● **Exercise**
Continue the news report on Israelis seeking gas masks as Western strikes on Syria loom, picking up after its final sentence.

[Opening Source document section]

As western military intervention in Syria appears increasingly likely, and following an explicit threat by a Syrian official that his country would respond to western strikes by attacking Israel, many Israelis are scurrying to replace old or missing gas masks, an official said on Tuesday.
“Since the beginning of the week there has been a significant rise in the number of calls to our enquiry center, a fourfold increase,” a spokeswoman for the Israel Postal Service, which distributes the gas masks, told AFP.
The working week in Israel begins on Sunday.
She said that actual orders for masks to be delivered by courier were up 300 percent compared to “normal” days, and added that there was also an uptick in numbers of people visiting distribution centers, but gave no figures for the visits.

[Closing Source document section]
[Opening Supplied information section]

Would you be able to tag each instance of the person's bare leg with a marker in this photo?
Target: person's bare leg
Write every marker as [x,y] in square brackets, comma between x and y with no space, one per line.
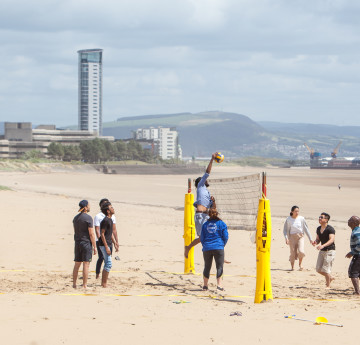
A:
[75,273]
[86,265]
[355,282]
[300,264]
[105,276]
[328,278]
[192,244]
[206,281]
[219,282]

[Closing Supplied information section]
[Opening Supplied information section]

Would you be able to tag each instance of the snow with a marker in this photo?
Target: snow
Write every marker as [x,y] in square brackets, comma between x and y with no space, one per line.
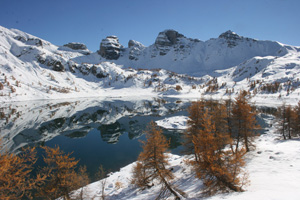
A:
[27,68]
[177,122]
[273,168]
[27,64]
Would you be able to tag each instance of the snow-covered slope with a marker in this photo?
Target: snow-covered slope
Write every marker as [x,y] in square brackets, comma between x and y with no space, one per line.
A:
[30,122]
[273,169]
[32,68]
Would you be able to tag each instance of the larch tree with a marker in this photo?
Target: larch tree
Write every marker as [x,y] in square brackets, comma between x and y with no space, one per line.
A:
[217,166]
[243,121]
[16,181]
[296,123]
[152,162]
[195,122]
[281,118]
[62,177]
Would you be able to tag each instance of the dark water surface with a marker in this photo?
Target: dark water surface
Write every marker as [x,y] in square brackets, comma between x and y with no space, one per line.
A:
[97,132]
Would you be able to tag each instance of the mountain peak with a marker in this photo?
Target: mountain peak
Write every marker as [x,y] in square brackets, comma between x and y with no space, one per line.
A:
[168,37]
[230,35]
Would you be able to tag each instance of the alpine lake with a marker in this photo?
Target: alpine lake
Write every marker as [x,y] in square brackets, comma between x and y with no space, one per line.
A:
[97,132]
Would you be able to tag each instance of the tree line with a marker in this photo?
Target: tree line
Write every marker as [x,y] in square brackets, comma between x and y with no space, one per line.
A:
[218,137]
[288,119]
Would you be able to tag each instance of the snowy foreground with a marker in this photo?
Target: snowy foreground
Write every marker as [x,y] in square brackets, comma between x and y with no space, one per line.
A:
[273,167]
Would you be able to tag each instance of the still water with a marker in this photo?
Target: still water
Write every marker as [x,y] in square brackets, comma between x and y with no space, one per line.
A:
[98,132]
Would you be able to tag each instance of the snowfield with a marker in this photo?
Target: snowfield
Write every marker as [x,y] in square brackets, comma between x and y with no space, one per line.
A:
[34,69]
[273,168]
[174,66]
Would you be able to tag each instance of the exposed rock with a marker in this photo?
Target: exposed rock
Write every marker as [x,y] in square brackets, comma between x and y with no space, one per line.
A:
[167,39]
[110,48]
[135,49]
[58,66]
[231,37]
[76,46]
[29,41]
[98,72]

[Closing Supplied information section]
[Opening Supplied information section]

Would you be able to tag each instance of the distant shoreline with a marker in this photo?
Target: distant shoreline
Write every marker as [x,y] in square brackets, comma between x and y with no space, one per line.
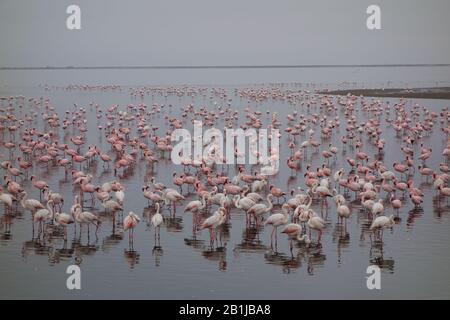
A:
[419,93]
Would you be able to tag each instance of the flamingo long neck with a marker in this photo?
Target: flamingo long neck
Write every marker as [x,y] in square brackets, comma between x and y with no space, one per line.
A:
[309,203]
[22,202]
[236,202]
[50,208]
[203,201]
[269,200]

[Closing Supplied information section]

● **Result below**
Gas masks were first distributed to the general public during the 1991 Gulf War over Kuwait, when Saddam Hussein’s Iraq fired 39 Scud missiles at Israel as the US-led coalition launched Operation Desert Storm.
Syria is thought to have one of the world’s largest chemical weapons arsenal, and the largest in the Middle East. The alleged use of chemical weapons by forces loyal to Syrian President Bashar al-Assad has raised concerns in Israel over the prospects of a similar attack against the Jewish state.
On Tuesday, Knesset Foreign Affairs and Security Committee Chairman MK Avigdor Lieberman (Likud / Yisrael Beytenu) said that, whilst Israel does not want to become embroiled in the Syrian conflict, it may well be forced to do so in the event of a US-led military intervention.
“We may have no choice, but I hope that everyone knows how to read the map correctly and understand that Israel has no interest in entering the whirlpool of the Arab world,” he said.
Israel’s Deputy Defense Minister Danny Danon also said that if Syria or anyone else were to attack the Jewish state the consequences would be clear.
“If and when Israel is attacked we shall react, that’s not new,” he told public radio.
“If we respond we shall respond seriously, as all our enemies in the region know,” he said.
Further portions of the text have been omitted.